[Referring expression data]
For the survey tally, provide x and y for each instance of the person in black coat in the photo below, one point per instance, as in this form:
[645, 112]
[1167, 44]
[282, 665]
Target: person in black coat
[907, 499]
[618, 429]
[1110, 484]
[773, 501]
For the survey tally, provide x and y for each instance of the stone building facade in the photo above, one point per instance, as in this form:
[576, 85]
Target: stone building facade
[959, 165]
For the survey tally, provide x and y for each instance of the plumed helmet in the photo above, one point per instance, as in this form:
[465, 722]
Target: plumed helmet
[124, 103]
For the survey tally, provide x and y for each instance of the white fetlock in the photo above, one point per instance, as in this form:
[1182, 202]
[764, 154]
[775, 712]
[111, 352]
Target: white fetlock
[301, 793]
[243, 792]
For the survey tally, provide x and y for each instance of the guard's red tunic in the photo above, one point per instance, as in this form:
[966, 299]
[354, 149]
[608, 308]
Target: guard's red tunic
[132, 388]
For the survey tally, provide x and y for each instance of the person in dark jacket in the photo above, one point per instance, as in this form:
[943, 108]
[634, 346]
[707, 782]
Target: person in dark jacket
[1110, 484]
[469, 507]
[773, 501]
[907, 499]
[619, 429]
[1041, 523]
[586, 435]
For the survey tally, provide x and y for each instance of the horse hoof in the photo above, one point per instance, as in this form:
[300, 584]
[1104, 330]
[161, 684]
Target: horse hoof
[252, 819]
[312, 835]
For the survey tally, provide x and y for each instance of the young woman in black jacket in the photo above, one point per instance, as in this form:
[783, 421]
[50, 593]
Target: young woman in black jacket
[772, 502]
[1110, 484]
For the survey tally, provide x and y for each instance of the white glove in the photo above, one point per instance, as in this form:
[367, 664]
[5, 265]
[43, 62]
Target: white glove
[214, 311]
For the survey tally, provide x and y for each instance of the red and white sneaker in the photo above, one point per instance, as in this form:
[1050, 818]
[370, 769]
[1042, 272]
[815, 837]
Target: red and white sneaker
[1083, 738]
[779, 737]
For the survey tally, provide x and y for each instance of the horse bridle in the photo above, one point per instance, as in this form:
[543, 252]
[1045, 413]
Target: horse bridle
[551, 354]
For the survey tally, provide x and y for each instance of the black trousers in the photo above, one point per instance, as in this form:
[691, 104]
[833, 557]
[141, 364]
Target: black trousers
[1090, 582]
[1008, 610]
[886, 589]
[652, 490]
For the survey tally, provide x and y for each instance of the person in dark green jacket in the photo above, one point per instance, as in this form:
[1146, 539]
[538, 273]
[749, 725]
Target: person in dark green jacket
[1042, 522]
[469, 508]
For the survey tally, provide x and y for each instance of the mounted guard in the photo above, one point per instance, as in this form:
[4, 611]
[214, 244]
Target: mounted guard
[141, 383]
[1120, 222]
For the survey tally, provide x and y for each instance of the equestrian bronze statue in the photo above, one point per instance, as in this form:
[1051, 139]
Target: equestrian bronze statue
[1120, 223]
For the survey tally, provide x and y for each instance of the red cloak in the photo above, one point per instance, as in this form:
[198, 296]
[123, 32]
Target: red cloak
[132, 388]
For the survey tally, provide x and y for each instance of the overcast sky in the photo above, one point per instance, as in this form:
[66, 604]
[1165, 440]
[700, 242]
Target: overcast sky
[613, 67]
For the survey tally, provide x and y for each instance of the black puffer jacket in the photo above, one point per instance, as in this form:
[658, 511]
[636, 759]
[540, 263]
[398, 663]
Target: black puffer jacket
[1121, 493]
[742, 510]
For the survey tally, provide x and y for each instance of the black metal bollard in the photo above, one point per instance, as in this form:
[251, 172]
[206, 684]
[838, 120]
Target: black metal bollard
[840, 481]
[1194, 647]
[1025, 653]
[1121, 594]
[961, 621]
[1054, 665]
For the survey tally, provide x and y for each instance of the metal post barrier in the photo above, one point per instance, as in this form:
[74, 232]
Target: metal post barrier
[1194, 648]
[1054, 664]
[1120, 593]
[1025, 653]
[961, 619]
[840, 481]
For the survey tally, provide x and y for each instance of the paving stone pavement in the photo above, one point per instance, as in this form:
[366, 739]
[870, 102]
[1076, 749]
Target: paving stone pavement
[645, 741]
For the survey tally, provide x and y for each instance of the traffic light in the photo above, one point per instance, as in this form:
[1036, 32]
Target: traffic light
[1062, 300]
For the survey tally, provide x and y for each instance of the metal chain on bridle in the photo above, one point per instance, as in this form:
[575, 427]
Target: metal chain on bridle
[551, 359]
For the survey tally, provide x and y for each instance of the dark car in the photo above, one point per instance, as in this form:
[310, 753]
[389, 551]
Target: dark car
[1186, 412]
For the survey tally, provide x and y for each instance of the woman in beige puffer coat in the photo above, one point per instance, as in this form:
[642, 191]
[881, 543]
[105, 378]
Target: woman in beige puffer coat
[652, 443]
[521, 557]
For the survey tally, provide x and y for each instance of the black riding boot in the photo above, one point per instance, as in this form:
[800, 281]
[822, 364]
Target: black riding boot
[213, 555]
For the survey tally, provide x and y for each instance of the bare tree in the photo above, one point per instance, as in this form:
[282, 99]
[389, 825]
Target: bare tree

● Exercise directions: The answer must be an exact transcription of every record above.

● Output of the task:
For the survey tally, provide x and y for each instance of the person in black coat in the photo below, one point per instance, as in this form:
[645, 112]
[1167, 44]
[282, 665]
Target: person in black coat
[907, 499]
[618, 429]
[1110, 484]
[773, 501]
For the survey tally, provide x and y for each instance of the stone building facade in the photo above, one point per instance, as in this form:
[576, 85]
Target: stone building facade
[959, 165]
For the survey tally, provide x and y for each instance of the plumed helmet in the photo above, one point per instance, as in this form:
[465, 722]
Target: plumed helmet
[124, 103]
For the survey tally, provide x and y for each instance of the white fetlock in the photo above, one point per instance, as in this form:
[1182, 202]
[764, 154]
[775, 712]
[111, 352]
Target: white fetlock
[301, 793]
[243, 792]
For the survey tally, provide x and y for each instance of the guard's red tunic in the photo above, one point per instance, as in this form:
[966, 299]
[354, 149]
[608, 308]
Target: guard's red tunic
[132, 388]
For the survey tally, provide x and y for each instance of the person in dark jacket in the photo above, one point per instance, as in this form:
[943, 108]
[634, 346]
[707, 782]
Target: person in dark jacket
[1110, 484]
[469, 507]
[773, 501]
[907, 499]
[619, 429]
[1041, 523]
[586, 435]
For the survey tally, provide x and y for each instance of the horse hoof in the photo above, one point per instance, as in this form:
[300, 584]
[1104, 330]
[161, 684]
Target: horse hoof
[252, 819]
[312, 835]
For the survey tally, provide x and y for each instance of the young woman in black jacket in the photo above, one point per instance, as in this form:
[783, 421]
[50, 593]
Target: young woman in black jacket
[772, 502]
[1110, 484]
For the survey tally, provide x and y for each instance of the white glove in the photo above, one point per instance, as in this form:
[367, 664]
[5, 265]
[43, 62]
Target: white glove
[214, 311]
For the survey tally, provide x and y for each instance of the red and white sneaker in the photo above, one point per instance, as in this form:
[1050, 818]
[370, 769]
[1042, 272]
[815, 837]
Target: red and white sneaker
[1083, 738]
[779, 737]
For the survey tally, provide x and y for each instance of the horse bridle in the photo above, one point per instance, as in this form:
[543, 252]
[1045, 413]
Target: horse bridle
[551, 354]
For the survey tally, provide x and y for each instance of the black trousers in the photo above, one point per instance, as in this form:
[691, 104]
[833, 557]
[141, 364]
Target: black trousers
[1090, 582]
[1008, 610]
[886, 589]
[652, 490]
For the survey tally, provide x and y for each instance of the person in dark green jacket in the photo above, one point per instance, as in this form:
[1146, 539]
[538, 273]
[749, 725]
Target: person in dark green jacket
[1042, 522]
[469, 508]
For the survey tally, provide x and y for each instance of the mounted guard in the photo above, one point per instance, as in this form:
[4, 611]
[214, 244]
Target: mounted guard
[141, 383]
[1120, 222]
For the survey tally, provide x and y for each instance of the equestrian bronze statue in the photo above, one point per instance, as in this form:
[1051, 139]
Target: equestrian bronze statue
[1120, 223]
For the survey tally, provide x and y for each instance of the red cloak in the photo above, one point per instance, as in this form:
[198, 296]
[123, 32]
Target: red cloak
[132, 388]
For the survey tally, provide x and y for each instance of the overcast sky in the photo above, one point per instance, as in this form:
[66, 604]
[1165, 440]
[700, 242]
Target: overcast sky
[613, 67]
For the survey tally, provide x and y for each instance of the black puffer jacket in the photo above, one point per instance, as in this form:
[658, 511]
[636, 759]
[540, 263]
[398, 663]
Target: black puffer jacket
[1121, 493]
[742, 510]
For the survey tally, provide x and y for each instance of the black metal bollard in the photo above, one point per instance, as in this form:
[251, 172]
[206, 684]
[838, 120]
Target: black metal bollard
[840, 481]
[1194, 647]
[1025, 653]
[1121, 594]
[961, 621]
[1054, 665]
For the survey tally, provide x and y for each instance of the metal post barrier in the photo above, one point per instance, as in this form:
[74, 232]
Target: metal post barrier
[1194, 648]
[1054, 664]
[1120, 593]
[1025, 653]
[961, 619]
[840, 481]
For the survey tally, provide x and y for each instance of the paving stone pavement in the photo above, one point per instance, as in this form:
[366, 739]
[870, 102]
[1076, 749]
Target: paving stone pavement
[645, 741]
For the survey tally, provide x and y for each instance of the traffic light in the photo above, one point per instance, as in this form:
[1036, 32]
Target: traffic light
[1062, 300]
For the survey tally, provide x and y for each instance of the metal chain on bridle in the photo above, one point per instance, as in this form:
[575, 427]
Target: metal chain on bridle
[551, 359]
For the survey tally, provide x and y for each instance of the dark car in the photo above, one point per instance, as in this form:
[310, 753]
[389, 551]
Target: dark car
[1186, 412]
For the survey tally, provide x and y for each instance of the woman in beige puffer coat in the photo above, one point per instance, as in this form:
[642, 191]
[881, 543]
[105, 378]
Target: woman in beige puffer coat
[652, 443]
[521, 557]
For the survey tally, provide x and y for each instance of the black riding boot in the photo above, one point per instance, as in this form:
[800, 281]
[822, 364]
Target: black riding boot
[213, 555]
For the survey tally, provide x and y for each instance of the bare tree in the photo above, one point per instance, as in this form:
[282, 99]
[389, 825]
Target: bare tree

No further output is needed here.